WHAT THE EXERCISE ASKS
For the material that follows, return exactly the lines from the one with "box: [642, 266, 742, 332]" through the one with "rough mask: <svg", both ends included.

RECORD EXCERPTS
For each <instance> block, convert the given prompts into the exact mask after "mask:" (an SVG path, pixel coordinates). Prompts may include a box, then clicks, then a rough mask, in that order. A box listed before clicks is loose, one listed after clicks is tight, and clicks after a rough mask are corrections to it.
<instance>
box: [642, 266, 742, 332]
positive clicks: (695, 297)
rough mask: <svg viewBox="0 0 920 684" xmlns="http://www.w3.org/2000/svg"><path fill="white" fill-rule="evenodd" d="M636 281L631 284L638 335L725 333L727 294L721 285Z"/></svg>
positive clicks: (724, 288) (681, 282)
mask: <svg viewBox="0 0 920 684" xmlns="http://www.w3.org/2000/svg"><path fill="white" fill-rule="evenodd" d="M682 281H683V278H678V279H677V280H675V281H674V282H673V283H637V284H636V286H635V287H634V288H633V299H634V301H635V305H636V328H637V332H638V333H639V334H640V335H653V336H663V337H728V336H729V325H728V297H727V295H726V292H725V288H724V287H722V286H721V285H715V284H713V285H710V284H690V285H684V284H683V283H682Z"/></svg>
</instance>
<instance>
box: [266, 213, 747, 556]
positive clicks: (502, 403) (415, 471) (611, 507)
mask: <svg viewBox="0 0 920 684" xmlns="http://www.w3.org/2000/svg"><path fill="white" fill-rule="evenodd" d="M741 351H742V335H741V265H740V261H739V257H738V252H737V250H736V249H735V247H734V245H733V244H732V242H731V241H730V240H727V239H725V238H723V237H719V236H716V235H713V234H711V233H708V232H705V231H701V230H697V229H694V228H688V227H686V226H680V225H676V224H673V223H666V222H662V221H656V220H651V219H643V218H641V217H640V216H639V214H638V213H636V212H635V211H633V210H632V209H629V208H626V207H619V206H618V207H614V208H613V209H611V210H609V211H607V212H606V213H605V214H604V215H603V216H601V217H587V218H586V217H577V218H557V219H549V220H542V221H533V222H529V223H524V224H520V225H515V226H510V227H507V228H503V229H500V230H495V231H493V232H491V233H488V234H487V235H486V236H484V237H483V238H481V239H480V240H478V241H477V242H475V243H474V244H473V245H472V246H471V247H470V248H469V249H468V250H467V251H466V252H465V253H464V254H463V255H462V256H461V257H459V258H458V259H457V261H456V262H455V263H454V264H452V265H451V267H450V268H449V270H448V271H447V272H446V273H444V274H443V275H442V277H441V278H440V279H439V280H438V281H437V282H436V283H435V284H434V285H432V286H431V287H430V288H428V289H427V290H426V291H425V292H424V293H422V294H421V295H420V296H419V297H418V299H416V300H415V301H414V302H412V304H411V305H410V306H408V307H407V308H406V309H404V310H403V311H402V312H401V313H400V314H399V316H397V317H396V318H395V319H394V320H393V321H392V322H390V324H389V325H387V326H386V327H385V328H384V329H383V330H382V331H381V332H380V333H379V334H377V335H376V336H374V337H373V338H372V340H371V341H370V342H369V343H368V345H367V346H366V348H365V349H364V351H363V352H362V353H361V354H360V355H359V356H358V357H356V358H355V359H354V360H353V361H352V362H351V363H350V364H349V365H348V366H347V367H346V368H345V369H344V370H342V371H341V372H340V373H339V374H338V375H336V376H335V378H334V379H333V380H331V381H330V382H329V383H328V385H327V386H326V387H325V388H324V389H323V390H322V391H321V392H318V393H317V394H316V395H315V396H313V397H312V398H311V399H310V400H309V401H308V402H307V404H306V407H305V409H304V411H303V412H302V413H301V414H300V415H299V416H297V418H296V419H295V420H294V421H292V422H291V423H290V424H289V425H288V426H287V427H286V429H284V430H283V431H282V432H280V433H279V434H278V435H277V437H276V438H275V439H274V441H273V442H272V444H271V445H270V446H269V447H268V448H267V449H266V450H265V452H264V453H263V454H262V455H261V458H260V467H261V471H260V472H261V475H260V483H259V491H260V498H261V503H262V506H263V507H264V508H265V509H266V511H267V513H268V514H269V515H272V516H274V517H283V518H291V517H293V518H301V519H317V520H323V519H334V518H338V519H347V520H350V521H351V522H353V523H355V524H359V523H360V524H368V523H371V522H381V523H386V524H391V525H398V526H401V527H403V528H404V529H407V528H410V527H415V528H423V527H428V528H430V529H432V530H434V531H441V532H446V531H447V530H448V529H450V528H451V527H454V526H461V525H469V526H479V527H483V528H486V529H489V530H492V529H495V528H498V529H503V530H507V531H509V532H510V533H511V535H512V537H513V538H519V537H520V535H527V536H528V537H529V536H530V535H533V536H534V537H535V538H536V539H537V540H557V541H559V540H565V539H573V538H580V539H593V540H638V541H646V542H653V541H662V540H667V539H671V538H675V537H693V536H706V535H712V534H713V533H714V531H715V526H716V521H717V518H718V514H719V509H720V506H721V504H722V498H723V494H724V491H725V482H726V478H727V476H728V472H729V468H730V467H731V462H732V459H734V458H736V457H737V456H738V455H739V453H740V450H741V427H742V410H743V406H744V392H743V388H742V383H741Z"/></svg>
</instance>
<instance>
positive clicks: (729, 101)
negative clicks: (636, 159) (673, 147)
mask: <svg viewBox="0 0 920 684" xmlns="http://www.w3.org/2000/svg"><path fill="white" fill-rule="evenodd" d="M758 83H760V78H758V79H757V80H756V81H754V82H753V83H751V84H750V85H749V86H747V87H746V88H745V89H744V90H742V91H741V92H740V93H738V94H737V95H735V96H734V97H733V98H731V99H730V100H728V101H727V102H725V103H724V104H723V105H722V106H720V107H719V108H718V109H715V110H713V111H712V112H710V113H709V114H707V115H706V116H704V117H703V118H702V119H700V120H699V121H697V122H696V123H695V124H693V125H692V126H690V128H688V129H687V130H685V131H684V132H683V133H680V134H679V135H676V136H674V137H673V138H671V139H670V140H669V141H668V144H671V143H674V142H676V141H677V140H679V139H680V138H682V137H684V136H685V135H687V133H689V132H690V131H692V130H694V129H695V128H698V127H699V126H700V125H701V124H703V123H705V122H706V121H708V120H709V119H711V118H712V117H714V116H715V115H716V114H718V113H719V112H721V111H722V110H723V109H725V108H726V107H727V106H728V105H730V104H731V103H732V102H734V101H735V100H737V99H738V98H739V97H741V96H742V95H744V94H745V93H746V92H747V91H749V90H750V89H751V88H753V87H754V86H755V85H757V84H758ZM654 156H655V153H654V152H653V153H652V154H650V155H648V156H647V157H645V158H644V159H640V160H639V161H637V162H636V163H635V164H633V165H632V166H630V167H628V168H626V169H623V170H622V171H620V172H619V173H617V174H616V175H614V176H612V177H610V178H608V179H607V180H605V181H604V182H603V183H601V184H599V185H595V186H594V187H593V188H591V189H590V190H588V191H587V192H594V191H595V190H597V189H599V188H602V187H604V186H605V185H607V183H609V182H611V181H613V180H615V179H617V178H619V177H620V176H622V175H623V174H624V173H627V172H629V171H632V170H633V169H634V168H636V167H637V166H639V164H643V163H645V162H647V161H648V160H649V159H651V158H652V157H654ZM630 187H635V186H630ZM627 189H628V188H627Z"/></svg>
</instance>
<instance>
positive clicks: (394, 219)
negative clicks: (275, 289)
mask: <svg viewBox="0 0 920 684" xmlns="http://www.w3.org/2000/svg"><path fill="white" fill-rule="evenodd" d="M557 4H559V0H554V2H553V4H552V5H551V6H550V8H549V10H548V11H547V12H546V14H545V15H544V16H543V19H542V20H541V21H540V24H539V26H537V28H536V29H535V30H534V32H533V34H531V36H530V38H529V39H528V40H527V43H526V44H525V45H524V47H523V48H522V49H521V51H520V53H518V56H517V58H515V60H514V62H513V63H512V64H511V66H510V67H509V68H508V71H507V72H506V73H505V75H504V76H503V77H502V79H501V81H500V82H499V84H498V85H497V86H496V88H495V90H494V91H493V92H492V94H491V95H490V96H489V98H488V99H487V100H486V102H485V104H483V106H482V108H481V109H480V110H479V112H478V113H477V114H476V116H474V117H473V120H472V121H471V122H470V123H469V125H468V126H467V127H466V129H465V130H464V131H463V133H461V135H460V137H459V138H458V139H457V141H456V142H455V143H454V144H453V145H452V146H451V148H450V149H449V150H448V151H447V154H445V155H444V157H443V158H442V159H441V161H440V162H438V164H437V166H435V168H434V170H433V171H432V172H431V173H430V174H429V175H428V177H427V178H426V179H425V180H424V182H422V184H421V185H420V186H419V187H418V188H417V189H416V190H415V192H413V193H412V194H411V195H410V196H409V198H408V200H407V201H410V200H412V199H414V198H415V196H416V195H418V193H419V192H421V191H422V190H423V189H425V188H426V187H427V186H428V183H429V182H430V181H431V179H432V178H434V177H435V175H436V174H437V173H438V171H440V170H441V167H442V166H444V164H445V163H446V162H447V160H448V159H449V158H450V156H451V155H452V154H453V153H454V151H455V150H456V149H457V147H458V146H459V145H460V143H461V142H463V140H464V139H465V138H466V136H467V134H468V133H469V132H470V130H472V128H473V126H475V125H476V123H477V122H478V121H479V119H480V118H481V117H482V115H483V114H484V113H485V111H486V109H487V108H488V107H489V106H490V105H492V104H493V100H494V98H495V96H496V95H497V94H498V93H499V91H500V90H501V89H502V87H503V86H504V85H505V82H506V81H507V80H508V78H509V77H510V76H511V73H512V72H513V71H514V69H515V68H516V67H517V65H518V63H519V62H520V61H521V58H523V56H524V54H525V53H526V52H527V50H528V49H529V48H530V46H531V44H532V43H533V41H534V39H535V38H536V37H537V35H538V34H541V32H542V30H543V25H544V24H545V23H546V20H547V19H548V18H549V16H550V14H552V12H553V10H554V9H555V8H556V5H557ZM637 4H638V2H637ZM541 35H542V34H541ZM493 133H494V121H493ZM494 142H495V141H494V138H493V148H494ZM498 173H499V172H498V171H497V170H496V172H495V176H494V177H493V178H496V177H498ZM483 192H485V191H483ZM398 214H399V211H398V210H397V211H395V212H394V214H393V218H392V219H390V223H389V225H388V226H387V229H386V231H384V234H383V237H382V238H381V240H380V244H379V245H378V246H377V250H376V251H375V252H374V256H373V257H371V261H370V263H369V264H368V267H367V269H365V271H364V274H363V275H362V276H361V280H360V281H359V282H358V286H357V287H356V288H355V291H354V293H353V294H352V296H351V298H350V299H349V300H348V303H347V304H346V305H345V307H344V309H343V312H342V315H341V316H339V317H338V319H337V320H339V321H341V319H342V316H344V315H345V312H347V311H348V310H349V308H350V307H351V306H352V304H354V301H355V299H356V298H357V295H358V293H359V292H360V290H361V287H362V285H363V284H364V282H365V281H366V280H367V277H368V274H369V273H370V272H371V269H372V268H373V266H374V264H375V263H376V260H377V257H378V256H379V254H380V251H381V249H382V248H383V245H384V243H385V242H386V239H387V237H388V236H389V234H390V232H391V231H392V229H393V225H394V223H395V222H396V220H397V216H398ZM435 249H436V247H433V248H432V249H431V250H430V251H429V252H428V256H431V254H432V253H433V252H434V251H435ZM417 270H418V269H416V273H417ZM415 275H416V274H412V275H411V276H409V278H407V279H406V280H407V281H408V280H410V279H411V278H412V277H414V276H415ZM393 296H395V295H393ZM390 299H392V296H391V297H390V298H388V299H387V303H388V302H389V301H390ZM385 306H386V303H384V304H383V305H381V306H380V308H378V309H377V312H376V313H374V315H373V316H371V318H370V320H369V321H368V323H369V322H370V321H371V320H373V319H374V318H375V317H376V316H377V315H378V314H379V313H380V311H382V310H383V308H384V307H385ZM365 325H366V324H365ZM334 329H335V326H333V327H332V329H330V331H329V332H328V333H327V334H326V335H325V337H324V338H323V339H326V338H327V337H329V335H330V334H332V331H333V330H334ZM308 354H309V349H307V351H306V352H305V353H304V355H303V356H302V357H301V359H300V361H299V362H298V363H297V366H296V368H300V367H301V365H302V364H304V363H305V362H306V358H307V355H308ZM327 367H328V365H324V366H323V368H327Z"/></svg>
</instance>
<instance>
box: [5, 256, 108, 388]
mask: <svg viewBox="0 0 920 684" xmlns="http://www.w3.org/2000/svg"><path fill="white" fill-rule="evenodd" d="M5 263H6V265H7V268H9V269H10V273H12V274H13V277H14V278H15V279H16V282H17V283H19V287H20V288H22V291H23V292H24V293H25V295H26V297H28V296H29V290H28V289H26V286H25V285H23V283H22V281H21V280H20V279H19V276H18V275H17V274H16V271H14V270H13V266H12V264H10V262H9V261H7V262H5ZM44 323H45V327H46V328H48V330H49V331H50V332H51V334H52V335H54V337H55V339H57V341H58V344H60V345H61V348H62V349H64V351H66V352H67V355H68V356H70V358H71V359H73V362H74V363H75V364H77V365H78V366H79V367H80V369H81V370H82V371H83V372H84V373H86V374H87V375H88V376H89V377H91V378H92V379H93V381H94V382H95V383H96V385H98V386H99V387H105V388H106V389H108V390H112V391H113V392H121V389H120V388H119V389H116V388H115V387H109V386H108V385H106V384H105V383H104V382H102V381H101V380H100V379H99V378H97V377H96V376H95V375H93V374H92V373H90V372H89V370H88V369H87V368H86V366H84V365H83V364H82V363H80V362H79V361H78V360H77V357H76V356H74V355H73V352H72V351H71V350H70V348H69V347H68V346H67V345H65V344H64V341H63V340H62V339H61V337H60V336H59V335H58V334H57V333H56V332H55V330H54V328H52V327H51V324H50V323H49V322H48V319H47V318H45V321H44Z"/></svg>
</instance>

RESPONSE TO THE TASK
box: [642, 266, 742, 332]
positive clicks: (695, 297)
rough mask: <svg viewBox="0 0 920 684" xmlns="http://www.w3.org/2000/svg"><path fill="white" fill-rule="evenodd" d="M636 281L631 284L638 335L725 333L727 294L721 285Z"/></svg>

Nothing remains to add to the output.